- **Passage**:
--- Begin ---

Improvements that CSS could use in 2023
Last year was a bumper year for CSS. The Interop 2022 initiative gathered all of the major browser vendors, and other stakeholders, to solve the top browsers compatibility issues identified by web developers.
A lot of new, significant features were shipped including the most coveted features: container queries and the “parent” selector. Also, some bugs and compatibility issues were addressed for existing features. 🤩
You can see a summary of the Interop 2022 achievements below.
Thank you to those who worked hard to deliver those features amongst others. 🙏
Drinking the water of a well: One should never forget who dug it
– Chinese proverb
What should we do next?
Chris Coyier posted some ideas on what he would like to see added to CSS in 2023.
Here is a summary of Chris’s ideas:
- Style able resize handles
- Regions
- Standardised multi-line
- Mixins & extends
- Inline truncation
- Animate to auto
- Nesting
Adam Argyle added text-wrap
to the mix.
Interop 2023 is under development, the project timeline states that a public announcement will be made this week. 🤞
My shortlist
I will refrain from naming new features. I think that there is too much attention and hype surrounding new features. I would love it if we consolidated what we have.
I would to see some existing, partially implemented features finished off. I would like to see some non-standard features get adopted properly.
Let’s jump in!
1) Fully support the mask
property
I would love to see the mask
property implemented fully across browsers. It has been in a frankensteinian state for a long time. If you look on caniuse, it has a list of notes that speak to its historic implementation!
It is partially supported in Edge and Chrome at the moment, and requires a prefix.
In my recent post on a making a circular wipe transition, I highlight some of the pitfalls related to animating a CSS Mask.

--- End ---

- **Tasks to complete**:
[A] Output the CSS article word for word, starting with "Let’s jump in!" and going on through "a CSS Mask.".
[B] Which two features does the CSS article call the most coveted ones shipped last year?

Collected data:
--- Begin ---

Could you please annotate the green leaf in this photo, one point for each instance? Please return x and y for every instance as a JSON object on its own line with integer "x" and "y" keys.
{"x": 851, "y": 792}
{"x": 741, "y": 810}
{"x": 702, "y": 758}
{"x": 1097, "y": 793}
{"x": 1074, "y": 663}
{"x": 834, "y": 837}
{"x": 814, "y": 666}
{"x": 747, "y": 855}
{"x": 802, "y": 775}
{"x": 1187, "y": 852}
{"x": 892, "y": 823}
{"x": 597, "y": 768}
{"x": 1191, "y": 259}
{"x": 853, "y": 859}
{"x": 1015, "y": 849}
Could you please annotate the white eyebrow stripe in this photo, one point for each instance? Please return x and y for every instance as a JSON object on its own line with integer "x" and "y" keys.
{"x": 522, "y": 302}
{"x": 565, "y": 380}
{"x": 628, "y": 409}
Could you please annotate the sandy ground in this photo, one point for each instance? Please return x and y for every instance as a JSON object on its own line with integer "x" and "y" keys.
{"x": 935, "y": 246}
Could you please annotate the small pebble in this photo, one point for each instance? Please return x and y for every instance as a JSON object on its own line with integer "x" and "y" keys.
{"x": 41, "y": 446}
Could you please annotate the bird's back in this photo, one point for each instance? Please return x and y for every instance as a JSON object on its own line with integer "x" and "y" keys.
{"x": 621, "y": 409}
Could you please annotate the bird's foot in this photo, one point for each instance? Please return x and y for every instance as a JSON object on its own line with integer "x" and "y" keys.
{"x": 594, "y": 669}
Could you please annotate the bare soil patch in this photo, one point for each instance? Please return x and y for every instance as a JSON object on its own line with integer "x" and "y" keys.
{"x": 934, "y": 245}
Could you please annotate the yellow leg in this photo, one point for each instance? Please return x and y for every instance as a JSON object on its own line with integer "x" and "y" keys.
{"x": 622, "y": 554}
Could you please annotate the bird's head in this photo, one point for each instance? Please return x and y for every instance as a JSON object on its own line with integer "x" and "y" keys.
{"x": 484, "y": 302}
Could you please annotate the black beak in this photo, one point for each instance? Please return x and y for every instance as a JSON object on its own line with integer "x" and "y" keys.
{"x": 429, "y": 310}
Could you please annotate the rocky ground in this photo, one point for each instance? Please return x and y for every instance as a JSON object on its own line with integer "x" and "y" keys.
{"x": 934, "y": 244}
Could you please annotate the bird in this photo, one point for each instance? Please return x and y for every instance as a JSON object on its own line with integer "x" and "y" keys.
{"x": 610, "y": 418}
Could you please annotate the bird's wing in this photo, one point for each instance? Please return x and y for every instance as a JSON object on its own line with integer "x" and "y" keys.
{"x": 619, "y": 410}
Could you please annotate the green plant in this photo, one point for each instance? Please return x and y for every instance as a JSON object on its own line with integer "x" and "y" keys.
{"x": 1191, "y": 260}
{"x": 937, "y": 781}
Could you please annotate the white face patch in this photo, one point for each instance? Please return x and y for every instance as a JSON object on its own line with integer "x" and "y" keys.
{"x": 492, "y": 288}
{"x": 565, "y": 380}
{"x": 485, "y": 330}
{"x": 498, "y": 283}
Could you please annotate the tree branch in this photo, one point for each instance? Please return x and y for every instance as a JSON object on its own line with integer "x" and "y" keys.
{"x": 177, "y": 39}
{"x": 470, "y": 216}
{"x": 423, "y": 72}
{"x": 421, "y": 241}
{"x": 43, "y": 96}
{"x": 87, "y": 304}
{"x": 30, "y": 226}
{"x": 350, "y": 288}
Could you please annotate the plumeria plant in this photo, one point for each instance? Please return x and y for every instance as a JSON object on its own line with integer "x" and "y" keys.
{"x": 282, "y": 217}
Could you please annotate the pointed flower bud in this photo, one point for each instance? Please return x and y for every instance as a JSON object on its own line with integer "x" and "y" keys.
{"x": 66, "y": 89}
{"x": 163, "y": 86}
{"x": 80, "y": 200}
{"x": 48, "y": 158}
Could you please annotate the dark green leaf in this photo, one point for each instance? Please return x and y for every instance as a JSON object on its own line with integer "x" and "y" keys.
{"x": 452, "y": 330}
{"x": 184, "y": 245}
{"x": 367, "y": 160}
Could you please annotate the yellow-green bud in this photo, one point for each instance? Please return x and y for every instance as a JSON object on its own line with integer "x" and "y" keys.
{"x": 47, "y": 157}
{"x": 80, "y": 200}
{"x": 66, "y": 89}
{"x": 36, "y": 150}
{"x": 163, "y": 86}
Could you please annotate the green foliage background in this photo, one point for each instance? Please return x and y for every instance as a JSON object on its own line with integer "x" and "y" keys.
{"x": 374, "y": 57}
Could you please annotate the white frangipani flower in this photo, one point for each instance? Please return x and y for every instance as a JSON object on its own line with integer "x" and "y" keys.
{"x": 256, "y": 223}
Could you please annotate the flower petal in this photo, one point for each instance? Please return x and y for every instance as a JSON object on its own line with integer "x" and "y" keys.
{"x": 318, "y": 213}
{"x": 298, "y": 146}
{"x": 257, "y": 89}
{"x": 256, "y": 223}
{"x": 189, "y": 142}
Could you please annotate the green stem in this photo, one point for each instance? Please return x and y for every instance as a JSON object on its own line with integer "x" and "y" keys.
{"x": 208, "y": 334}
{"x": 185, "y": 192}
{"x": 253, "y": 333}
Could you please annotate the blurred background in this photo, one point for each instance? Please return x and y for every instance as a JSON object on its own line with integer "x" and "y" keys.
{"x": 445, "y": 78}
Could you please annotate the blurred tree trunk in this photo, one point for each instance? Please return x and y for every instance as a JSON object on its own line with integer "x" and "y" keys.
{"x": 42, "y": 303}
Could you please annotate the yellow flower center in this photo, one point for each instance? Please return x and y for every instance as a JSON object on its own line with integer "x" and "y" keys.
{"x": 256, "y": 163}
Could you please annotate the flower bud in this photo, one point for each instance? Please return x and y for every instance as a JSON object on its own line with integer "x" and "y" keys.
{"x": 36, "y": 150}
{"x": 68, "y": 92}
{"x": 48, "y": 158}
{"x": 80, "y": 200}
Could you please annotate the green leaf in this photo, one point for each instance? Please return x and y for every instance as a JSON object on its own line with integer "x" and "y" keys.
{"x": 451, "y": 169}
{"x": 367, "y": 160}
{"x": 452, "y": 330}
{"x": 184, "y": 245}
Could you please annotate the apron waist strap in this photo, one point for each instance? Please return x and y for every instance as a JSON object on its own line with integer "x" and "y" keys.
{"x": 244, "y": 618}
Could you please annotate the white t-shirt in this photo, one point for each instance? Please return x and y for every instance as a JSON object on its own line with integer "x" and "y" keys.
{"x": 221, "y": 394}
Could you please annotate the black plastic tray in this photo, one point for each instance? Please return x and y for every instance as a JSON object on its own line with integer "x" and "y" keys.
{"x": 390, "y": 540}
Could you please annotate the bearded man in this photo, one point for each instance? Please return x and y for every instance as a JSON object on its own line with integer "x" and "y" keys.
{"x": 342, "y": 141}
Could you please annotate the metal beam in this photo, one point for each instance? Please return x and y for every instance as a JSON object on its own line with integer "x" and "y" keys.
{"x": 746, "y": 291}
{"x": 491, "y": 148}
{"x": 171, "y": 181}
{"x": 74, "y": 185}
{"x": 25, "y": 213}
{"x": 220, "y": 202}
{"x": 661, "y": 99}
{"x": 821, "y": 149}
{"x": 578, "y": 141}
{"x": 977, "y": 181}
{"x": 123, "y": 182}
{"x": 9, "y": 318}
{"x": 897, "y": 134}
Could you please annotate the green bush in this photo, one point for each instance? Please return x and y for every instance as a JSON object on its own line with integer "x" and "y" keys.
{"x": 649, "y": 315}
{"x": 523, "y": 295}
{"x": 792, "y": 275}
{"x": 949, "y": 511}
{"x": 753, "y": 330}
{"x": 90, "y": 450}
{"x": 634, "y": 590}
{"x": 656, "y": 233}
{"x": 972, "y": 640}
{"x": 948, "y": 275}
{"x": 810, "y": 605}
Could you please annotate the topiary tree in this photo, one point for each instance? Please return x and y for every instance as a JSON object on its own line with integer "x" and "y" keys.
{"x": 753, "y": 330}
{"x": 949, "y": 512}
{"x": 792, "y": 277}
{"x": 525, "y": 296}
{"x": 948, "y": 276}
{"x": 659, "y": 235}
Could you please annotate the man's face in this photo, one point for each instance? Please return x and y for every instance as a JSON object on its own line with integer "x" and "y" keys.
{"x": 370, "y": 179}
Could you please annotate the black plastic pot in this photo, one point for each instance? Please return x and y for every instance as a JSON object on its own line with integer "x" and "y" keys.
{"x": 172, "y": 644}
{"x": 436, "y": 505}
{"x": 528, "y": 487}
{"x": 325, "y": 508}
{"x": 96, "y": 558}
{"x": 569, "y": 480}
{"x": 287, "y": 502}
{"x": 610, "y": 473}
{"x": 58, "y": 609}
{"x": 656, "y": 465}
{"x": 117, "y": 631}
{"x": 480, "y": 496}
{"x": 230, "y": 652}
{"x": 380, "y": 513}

--- End ---

- **Solutions in order**:
[A]
Let’s jump in!
1) Fully support the mask
property
I would love to see the mask
property implemented fully across browsers. It has been in a frankensteinian state for a long time. If you look on caniuse, it has a list of notes that speak to its historic implementation!
It is partially supported in Edge and Chrome at the moment, and requires a prefix.
In my recent post on a making a circular wipe transition, I highlight some of the pitfalls related to animating a CSS Mask.

[B] Container queries and the "parent" selector.